Using the data below, copy every line that contains the word "Audit".

*** Data for this task ***

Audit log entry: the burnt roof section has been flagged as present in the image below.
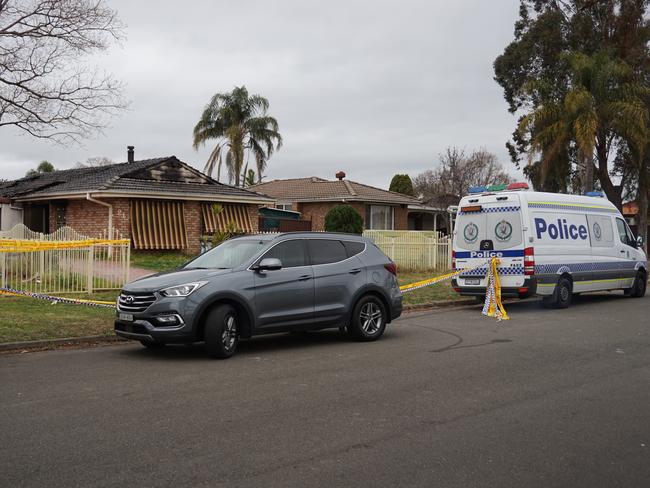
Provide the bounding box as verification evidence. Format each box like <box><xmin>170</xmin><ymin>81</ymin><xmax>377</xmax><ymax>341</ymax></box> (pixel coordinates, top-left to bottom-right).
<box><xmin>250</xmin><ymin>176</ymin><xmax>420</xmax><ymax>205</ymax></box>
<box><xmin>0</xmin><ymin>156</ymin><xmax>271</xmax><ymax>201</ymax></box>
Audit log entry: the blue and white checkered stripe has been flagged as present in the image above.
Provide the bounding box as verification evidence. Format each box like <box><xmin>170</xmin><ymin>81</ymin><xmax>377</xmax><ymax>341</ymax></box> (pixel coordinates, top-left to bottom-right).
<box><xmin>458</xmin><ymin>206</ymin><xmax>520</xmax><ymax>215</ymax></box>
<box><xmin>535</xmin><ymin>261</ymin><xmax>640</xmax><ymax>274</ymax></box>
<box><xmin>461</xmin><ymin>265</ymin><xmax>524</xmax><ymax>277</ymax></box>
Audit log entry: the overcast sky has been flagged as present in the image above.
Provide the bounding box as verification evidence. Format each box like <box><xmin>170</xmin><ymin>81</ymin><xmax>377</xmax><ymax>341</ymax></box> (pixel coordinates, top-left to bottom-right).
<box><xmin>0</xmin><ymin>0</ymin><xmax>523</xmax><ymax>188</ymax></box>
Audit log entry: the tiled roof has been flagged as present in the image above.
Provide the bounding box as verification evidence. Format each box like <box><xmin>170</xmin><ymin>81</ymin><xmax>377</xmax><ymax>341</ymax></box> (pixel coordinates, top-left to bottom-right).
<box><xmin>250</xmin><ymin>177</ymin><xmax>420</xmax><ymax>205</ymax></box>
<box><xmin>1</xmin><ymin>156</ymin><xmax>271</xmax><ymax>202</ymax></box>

*** End of Data for this task ***
*** Data for this task ***

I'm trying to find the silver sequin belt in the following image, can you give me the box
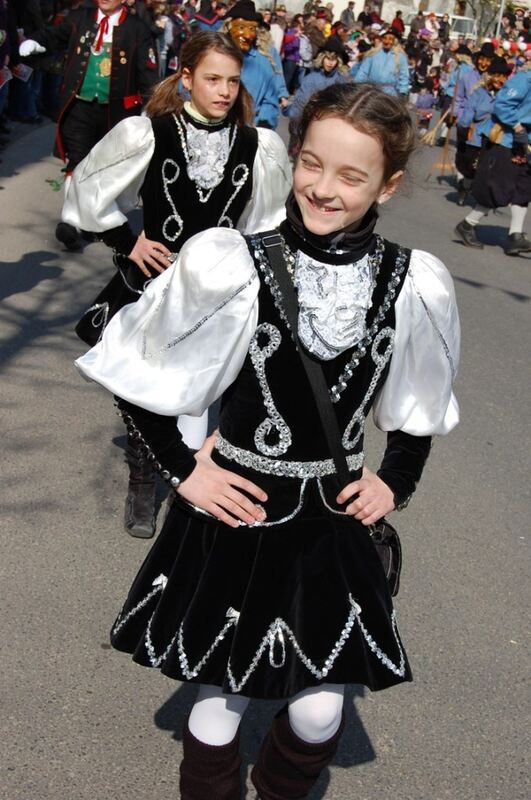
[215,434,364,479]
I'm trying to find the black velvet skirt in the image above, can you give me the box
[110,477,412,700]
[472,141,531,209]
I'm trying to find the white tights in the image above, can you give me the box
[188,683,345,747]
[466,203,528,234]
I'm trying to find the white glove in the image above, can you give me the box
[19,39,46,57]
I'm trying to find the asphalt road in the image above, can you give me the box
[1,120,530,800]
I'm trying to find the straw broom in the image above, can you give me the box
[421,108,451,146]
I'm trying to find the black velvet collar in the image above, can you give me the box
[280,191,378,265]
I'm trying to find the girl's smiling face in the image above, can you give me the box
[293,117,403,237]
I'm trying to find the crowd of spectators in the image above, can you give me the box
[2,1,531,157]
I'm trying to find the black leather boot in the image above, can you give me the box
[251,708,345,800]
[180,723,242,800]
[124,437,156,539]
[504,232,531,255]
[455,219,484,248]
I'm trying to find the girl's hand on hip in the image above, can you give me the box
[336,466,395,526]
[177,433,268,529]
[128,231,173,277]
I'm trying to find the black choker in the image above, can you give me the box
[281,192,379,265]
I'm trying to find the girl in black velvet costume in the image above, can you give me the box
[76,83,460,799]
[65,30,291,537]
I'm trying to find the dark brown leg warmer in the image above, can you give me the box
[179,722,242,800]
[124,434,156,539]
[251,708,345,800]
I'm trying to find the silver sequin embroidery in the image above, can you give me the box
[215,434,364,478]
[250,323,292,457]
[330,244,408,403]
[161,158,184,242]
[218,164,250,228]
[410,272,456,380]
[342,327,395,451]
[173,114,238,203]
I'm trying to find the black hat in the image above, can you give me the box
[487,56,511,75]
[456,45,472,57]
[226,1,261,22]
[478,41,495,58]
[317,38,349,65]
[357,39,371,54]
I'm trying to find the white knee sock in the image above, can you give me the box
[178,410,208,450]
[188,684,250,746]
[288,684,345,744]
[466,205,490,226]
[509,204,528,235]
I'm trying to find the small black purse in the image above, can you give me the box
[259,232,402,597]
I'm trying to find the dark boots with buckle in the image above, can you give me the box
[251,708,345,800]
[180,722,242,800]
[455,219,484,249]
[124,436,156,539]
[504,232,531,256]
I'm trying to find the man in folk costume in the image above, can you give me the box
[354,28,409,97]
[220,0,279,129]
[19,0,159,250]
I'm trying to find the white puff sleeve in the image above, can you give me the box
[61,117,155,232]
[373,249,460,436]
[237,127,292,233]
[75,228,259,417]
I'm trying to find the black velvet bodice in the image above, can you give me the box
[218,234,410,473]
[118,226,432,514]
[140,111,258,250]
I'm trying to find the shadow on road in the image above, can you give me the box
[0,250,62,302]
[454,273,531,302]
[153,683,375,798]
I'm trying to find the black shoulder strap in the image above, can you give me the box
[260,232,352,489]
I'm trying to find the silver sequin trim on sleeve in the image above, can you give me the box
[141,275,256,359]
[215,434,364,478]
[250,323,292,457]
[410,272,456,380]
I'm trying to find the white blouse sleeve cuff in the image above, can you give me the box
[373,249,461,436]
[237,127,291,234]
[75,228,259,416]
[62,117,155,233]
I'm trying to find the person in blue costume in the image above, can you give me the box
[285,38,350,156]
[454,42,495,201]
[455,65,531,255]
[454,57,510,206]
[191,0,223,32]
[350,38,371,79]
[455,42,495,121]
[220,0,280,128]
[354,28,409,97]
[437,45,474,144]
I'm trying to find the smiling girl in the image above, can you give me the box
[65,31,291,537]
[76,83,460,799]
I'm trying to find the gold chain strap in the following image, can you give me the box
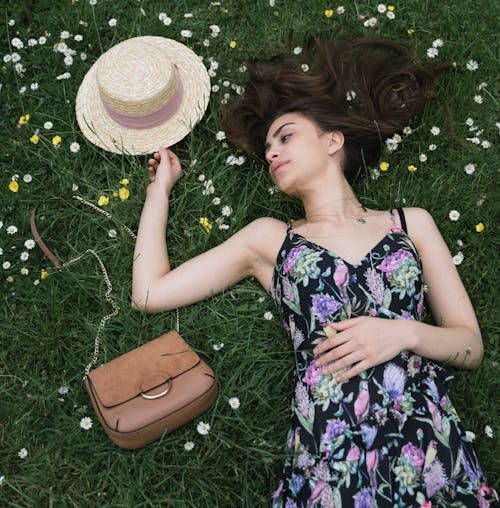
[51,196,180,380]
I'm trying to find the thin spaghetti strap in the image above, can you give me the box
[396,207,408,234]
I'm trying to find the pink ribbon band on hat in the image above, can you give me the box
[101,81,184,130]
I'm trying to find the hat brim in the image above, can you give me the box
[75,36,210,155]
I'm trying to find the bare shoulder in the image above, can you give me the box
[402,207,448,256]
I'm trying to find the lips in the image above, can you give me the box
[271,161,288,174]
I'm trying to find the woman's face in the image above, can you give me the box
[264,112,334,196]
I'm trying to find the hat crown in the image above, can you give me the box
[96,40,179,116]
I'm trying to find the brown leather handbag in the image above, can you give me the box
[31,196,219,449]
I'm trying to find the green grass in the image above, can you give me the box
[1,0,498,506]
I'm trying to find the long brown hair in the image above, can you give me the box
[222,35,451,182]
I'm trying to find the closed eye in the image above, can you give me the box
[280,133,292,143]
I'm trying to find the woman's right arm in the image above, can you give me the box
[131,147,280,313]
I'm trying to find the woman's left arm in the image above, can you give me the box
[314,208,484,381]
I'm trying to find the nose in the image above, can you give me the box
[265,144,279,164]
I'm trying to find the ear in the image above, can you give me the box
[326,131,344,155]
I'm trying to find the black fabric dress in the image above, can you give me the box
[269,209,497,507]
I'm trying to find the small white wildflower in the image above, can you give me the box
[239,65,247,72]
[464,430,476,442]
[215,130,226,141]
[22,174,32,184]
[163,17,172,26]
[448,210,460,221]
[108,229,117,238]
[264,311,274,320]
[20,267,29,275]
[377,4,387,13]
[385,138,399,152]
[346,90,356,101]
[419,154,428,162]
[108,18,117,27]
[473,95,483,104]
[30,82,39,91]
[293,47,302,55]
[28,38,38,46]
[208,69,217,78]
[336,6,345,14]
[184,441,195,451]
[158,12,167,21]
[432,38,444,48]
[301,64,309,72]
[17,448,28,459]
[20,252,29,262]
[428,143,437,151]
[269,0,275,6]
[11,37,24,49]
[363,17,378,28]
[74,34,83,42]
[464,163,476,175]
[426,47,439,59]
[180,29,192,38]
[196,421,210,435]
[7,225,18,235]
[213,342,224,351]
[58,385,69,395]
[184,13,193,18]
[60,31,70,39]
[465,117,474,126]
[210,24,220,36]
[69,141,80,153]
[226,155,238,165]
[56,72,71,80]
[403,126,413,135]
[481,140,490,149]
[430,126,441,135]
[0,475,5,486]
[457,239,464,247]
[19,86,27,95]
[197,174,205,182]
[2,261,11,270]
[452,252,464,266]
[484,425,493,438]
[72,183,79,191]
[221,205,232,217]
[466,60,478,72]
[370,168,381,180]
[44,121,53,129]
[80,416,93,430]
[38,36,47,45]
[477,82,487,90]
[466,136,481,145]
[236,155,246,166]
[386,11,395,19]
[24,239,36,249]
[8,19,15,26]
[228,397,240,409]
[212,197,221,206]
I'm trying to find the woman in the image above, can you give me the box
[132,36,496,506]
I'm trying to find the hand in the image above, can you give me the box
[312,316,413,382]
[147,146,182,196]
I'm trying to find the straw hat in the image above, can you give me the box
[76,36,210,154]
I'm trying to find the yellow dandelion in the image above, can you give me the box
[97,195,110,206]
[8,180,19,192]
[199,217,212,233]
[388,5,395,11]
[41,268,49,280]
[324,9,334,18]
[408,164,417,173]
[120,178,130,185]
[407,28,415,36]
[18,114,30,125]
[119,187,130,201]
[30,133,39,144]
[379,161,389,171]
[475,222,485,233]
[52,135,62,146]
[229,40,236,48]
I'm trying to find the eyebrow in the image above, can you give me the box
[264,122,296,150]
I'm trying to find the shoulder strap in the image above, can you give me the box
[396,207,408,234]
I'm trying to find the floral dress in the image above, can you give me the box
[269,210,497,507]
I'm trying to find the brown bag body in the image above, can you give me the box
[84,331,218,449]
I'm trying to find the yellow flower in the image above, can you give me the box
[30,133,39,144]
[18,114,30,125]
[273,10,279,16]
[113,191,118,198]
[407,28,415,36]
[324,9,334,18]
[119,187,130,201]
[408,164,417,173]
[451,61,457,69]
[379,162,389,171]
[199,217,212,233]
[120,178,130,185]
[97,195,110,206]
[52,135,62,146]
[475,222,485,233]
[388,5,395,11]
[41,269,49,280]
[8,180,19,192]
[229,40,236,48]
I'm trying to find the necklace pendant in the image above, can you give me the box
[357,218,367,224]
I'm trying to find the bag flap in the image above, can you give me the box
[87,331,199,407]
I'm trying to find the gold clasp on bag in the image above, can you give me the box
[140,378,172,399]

*** End of Data for this task ***
*** Data for this task ***

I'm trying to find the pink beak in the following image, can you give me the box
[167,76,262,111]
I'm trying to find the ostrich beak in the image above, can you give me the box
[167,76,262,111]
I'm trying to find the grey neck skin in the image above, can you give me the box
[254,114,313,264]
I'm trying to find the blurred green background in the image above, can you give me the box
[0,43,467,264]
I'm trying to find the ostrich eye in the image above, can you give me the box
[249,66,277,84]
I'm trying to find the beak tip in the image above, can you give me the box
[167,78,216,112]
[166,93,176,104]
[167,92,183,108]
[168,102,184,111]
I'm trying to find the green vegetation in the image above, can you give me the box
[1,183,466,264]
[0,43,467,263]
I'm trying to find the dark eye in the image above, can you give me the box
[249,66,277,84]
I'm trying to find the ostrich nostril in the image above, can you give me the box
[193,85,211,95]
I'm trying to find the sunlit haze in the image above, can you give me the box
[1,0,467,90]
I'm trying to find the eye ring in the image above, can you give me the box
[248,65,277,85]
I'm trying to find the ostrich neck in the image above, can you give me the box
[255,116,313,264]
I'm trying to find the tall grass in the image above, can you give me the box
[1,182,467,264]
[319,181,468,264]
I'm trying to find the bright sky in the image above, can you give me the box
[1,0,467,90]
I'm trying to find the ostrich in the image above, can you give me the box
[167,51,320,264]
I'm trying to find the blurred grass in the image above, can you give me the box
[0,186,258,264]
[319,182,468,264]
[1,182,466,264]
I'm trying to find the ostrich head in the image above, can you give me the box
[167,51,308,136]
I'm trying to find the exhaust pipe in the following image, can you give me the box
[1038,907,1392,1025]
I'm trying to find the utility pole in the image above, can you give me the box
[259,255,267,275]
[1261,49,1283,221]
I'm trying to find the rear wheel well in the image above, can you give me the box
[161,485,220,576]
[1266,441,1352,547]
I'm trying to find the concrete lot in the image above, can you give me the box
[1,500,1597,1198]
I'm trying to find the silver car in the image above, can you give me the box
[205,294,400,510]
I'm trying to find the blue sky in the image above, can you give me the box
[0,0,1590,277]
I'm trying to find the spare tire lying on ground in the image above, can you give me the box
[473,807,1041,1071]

*** End of Data for this task ***

Output for this exercise:
Audit log entry: the burnt roof section has been flagged as present in the image below.
Audit log entry: the blue and white checkered stripe has been flagged as present in the image above.
Audit log entry: the overcast sky has been flagged as present in the image above.
Audit log entry: the tiled roof has been flagged as present in the image above.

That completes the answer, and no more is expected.